**What is required:** Each entry below is to be extracted exactly.

─── Task inputs

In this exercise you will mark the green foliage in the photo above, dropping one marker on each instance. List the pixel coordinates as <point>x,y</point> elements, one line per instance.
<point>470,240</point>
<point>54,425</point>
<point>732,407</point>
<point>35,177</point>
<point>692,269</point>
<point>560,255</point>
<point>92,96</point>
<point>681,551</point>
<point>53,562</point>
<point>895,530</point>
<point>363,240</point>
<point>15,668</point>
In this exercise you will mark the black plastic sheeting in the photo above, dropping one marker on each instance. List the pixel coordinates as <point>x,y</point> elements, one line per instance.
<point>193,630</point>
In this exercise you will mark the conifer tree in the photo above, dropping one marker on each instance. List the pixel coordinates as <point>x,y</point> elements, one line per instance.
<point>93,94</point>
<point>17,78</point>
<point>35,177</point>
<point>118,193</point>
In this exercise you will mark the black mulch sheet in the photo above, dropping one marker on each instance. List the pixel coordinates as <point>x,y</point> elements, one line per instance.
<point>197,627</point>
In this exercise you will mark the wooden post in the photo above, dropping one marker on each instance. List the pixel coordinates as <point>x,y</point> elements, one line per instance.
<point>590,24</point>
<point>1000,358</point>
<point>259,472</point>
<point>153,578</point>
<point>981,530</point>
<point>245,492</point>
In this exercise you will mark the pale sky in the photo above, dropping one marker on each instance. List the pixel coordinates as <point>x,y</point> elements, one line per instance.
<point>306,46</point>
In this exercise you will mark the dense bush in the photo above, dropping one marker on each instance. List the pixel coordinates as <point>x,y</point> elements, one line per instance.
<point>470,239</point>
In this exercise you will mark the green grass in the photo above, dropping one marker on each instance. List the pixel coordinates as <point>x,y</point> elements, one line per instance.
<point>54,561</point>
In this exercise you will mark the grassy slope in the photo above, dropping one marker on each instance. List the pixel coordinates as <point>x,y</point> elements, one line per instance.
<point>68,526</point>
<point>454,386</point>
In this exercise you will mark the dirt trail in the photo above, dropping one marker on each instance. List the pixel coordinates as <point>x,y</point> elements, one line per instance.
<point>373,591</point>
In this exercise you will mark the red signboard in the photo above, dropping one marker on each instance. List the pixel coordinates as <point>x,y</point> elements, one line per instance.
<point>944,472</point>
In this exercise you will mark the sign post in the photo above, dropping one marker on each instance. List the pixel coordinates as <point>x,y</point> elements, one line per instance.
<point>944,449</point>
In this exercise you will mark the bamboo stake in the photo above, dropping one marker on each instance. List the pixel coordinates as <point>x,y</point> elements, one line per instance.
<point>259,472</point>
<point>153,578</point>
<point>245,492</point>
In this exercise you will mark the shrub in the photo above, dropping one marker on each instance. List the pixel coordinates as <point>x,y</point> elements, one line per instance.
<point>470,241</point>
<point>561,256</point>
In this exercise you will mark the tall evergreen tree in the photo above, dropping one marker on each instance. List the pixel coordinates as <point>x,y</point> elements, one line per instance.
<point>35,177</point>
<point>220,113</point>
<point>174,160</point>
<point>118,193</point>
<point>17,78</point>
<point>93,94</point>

──────

**Solution to the problem:**
In this exercise you will mark the green foliage in the photo above, dropping one marker on each instance. List the pixel coordinates as <point>x,y</point> elements, one line per instance.
<point>470,240</point>
<point>54,425</point>
<point>732,407</point>
<point>35,177</point>
<point>692,269</point>
<point>560,255</point>
<point>92,96</point>
<point>681,551</point>
<point>53,562</point>
<point>895,530</point>
<point>363,240</point>
<point>15,668</point>
In this exercise you will mark the black plastic sheeting in the photo above, dropping one marker on each instance. List the pixel coordinates as <point>x,y</point> elements, one line per instance.
<point>193,630</point>
In this exercise you will mark the conifer tree in the photo above, dropping one marker on each instance. List the pixel coordinates as <point>x,y</point> elements, one line per instance.
<point>93,94</point>
<point>17,78</point>
<point>35,177</point>
<point>118,193</point>
In this exercise you will mark the black mulch sheet in the photo above, dropping one marker on each instance. List the pixel coordinates as <point>x,y</point> elements, one line per instance.
<point>197,627</point>
In this exercise you will mark the wooden post in the photo above, dropping one marker on each instance. List the pixel coordinates as <point>x,y</point> elements, one line per instance.
<point>590,24</point>
<point>1000,358</point>
<point>259,472</point>
<point>153,578</point>
<point>981,530</point>
<point>245,492</point>
In this exercise you will mark the pale sky in the photo above, dropping one marker on each instance. List the pixel coordinates as <point>x,y</point> elements, one line per instance.
<point>306,46</point>
In this exercise you will mark the dense bush in the photo above, dropping one marker on each instance. List the pixel coordinates as <point>x,y</point> elements, one line per instance.
<point>470,239</point>
In this exercise you will mark the green grass in the photo above, dropping one marker on each instance. List the pixel coordinates as <point>x,y</point> elements, one line per instance.
<point>54,561</point>
In this exercise you will mark the grassy slope in the photo above, dropping one marker on each instance. List the pixel coordinates as <point>x,y</point> elements, one line per instance.
<point>68,526</point>
<point>454,386</point>
In this exercise you will mark the dirt trail in the photo above, dropping one marker on each instance. List the pixel coordinates as <point>x,y</point> elements, one line per instance.
<point>373,591</point>
In this exercise you will mark the red signboard in the photo above, dropping one marker on each instance. List the pixel coordinates as <point>x,y</point> elements, one line per instance.
<point>944,472</point>
In this exercise you will mark the sign post in the photo above, dropping one marker on each instance. List the pixel coordinates as <point>x,y</point> elements, one line per instance.
<point>944,449</point>
In this exercise you will mark the bamboo stake in the photo above, dropping one marker on each instance. List the pixel coordinates as <point>x,y</point> elements, one line per instance.
<point>259,472</point>
<point>153,578</point>
<point>245,492</point>
In this exercise you will mark the shrub in the photo above, dropping one marker on each instance. List the pixel coordinates as <point>x,y</point> elements, one line per instance.
<point>470,241</point>
<point>561,256</point>
In this exercise you will mark the tall evergreen tree in the photo above, dropping one marker on each instance. List the pixel coordinates as <point>x,y</point> elements, one line per instance.
<point>35,177</point>
<point>220,113</point>
<point>174,160</point>
<point>118,193</point>
<point>17,78</point>
<point>93,94</point>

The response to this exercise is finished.